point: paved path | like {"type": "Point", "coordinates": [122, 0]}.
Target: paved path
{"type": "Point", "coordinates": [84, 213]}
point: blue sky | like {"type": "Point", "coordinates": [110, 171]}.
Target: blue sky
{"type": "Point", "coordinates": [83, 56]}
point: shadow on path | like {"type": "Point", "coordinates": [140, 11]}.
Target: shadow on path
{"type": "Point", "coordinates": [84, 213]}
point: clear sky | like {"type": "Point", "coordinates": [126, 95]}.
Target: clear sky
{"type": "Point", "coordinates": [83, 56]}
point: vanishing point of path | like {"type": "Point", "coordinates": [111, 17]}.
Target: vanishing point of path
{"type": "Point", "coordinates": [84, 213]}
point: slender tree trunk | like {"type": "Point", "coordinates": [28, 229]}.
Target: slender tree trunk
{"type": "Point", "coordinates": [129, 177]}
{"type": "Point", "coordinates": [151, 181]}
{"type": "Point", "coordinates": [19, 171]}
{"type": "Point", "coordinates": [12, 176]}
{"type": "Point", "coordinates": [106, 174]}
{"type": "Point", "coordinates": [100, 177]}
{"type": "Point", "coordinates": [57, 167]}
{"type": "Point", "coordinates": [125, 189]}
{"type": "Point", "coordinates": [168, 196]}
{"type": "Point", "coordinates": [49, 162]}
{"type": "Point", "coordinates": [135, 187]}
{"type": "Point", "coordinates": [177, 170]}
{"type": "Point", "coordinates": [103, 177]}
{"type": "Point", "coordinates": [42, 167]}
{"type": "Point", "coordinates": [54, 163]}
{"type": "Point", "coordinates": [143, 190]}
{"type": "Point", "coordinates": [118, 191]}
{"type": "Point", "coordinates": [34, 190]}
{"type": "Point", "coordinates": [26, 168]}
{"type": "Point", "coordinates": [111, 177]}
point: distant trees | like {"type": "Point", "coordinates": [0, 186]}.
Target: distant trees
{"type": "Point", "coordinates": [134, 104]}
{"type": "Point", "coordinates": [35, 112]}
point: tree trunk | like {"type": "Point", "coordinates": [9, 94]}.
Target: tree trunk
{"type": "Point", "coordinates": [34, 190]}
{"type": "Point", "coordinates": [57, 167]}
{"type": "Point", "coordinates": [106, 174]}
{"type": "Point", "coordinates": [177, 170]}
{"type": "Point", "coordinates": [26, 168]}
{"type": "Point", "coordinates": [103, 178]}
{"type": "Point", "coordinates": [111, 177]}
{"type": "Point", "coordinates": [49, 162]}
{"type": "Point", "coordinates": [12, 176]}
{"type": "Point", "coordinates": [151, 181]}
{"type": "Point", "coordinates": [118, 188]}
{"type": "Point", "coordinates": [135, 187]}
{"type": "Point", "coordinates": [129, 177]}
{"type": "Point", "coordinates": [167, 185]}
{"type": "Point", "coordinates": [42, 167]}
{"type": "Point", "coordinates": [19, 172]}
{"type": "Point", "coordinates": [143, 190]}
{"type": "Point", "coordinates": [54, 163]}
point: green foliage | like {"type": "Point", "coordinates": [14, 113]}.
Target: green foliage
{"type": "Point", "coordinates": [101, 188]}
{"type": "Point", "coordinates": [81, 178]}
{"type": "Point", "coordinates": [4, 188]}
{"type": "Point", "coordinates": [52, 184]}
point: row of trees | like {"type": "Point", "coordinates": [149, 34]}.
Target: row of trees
++++++++++
» What this task involves:
The output is every entry, printed exactly as it reads.

» Response to the exercise:
point: paved path | like {"type": "Point", "coordinates": [122, 0]}.
Target: paved path
{"type": "Point", "coordinates": [84, 213]}
point: blue sky | like {"type": "Point", "coordinates": [110, 171]}.
Target: blue sky
{"type": "Point", "coordinates": [83, 56]}
point: shadow on path | like {"type": "Point", "coordinates": [140, 11]}.
Target: shadow on path
{"type": "Point", "coordinates": [84, 213]}
point: clear sky | like {"type": "Point", "coordinates": [126, 95]}.
Target: clear sky
{"type": "Point", "coordinates": [83, 56]}
point: vanishing point of path | like {"type": "Point", "coordinates": [111, 17]}.
Target: vanishing point of path
{"type": "Point", "coordinates": [84, 213]}
point: slender tree trunk | like {"type": "Point", "coordinates": [28, 229]}.
Target: slender tree trunk
{"type": "Point", "coordinates": [129, 177]}
{"type": "Point", "coordinates": [151, 181]}
{"type": "Point", "coordinates": [19, 171]}
{"type": "Point", "coordinates": [12, 176]}
{"type": "Point", "coordinates": [106, 174]}
{"type": "Point", "coordinates": [100, 177]}
{"type": "Point", "coordinates": [57, 167]}
{"type": "Point", "coordinates": [125, 189]}
{"type": "Point", "coordinates": [168, 196]}
{"type": "Point", "coordinates": [49, 162]}
{"type": "Point", "coordinates": [135, 187]}
{"type": "Point", "coordinates": [177, 170]}
{"type": "Point", "coordinates": [103, 177]}
{"type": "Point", "coordinates": [42, 167]}
{"type": "Point", "coordinates": [54, 163]}
{"type": "Point", "coordinates": [143, 190]}
{"type": "Point", "coordinates": [118, 191]}
{"type": "Point", "coordinates": [34, 190]}
{"type": "Point", "coordinates": [26, 168]}
{"type": "Point", "coordinates": [111, 177]}
point: distant trees | like {"type": "Point", "coordinates": [0, 186]}.
Target: distant trees
{"type": "Point", "coordinates": [134, 104]}
{"type": "Point", "coordinates": [35, 112]}
point: tree trunk | like {"type": "Point", "coordinates": [9, 94]}.
Target: tree trunk
{"type": "Point", "coordinates": [34, 190]}
{"type": "Point", "coordinates": [57, 167]}
{"type": "Point", "coordinates": [106, 174]}
{"type": "Point", "coordinates": [177, 170]}
{"type": "Point", "coordinates": [26, 168]}
{"type": "Point", "coordinates": [103, 178]}
{"type": "Point", "coordinates": [111, 177]}
{"type": "Point", "coordinates": [49, 162]}
{"type": "Point", "coordinates": [12, 176]}
{"type": "Point", "coordinates": [151, 181]}
{"type": "Point", "coordinates": [118, 188]}
{"type": "Point", "coordinates": [135, 187]}
{"type": "Point", "coordinates": [129, 177]}
{"type": "Point", "coordinates": [167, 185]}
{"type": "Point", "coordinates": [42, 167]}
{"type": "Point", "coordinates": [19, 172]}
{"type": "Point", "coordinates": [143, 190]}
{"type": "Point", "coordinates": [54, 163]}
point: green foliage | like {"type": "Point", "coordinates": [14, 113]}.
Target: green foliage
{"type": "Point", "coordinates": [101, 188]}
{"type": "Point", "coordinates": [81, 178]}
{"type": "Point", "coordinates": [4, 188]}
{"type": "Point", "coordinates": [52, 184]}
point: row of trees | like {"type": "Point", "coordinates": [149, 34]}.
Target: row of trees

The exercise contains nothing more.